§ **Task prompt**: Rewrite the passage about AI handoff prompts from "CLEAN SLATE AI" to "trying to accomplish?", changing "handoff note" to "transfer note".

§ **Excerpt provided**:
┌────────
The structure itself matters too. Standardised handoff formats reduce omission risk in other fields for the same basic reason: they create a shared checklist for what must be transferred. A useful example is the literature on structured clinical handoffs, including work showing that standardised checklists improved transfer quality. AI work is not medicine, obviously, but the communication principle carries over well. Fixed fields reduce ambiguity. They also reduce the chance that the model fills gaps with confident guesses.
If I were improving the prompt slightly, I would add three practical instructions. First, ask for exact filenames, URLs, and identifiers instead of generic references. Second, ask the model to separate facts from assumptions so that uncertain details do not harden into fake certainty. Third, ask for the single next action rather than a vague list of possibilities, because momentum is usually lost at the restart point, not in the middle of the work.
CLEAN SLATE AI PROMPT
Before we stop, write a handoff note I can paste into a future conversation to continue this work without re-reading our chat. Be specific and concrete — names, file paths, decisions, numbers. Don't summarize vaguely. Use this structure:
1. Goal — One sentence: what am I ultimately trying to accomplish?
└────────
§ **Data to examine**:
┌────────
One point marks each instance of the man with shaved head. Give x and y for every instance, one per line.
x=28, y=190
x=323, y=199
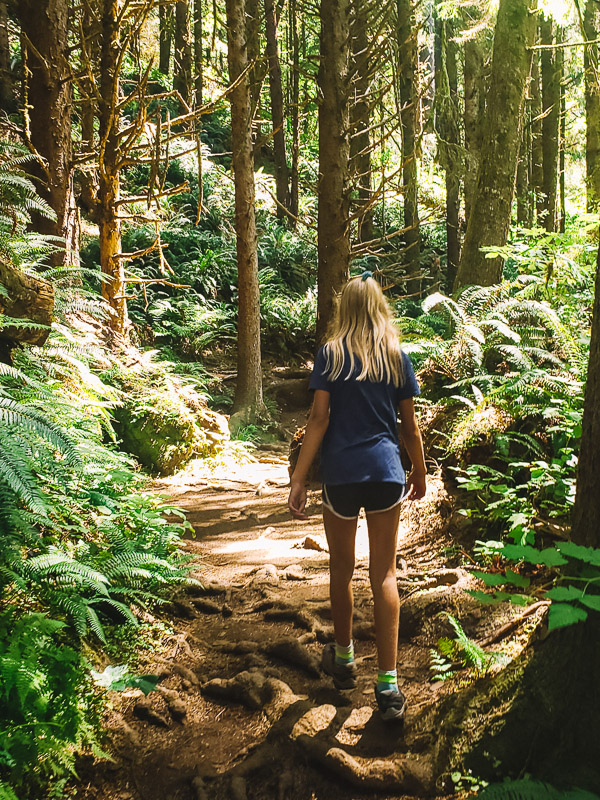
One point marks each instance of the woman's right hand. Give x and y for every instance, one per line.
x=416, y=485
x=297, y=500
└────────
┌────────
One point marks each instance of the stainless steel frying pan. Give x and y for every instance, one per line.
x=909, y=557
└────────
┌────────
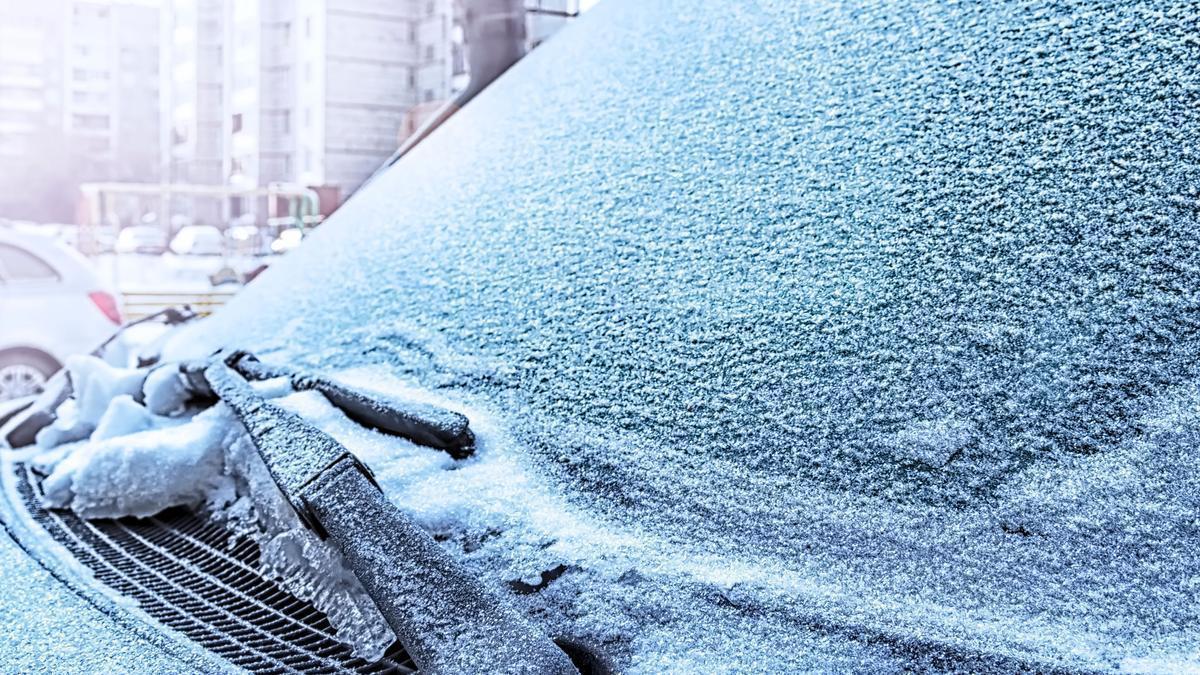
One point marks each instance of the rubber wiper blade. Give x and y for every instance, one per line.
└────────
§ **Completed exercise**:
CLEAN SLATE AI PROMPT
Before we stop, write a transfer note I can paste into a future conversation to continue this work without re-reading our chat. Be specific and concrete — names, file paths, decisions, numbers. Don't summarize vaguely. Use this structure:
1. Goal — One sentence: what am I ultimately trying to accomplish?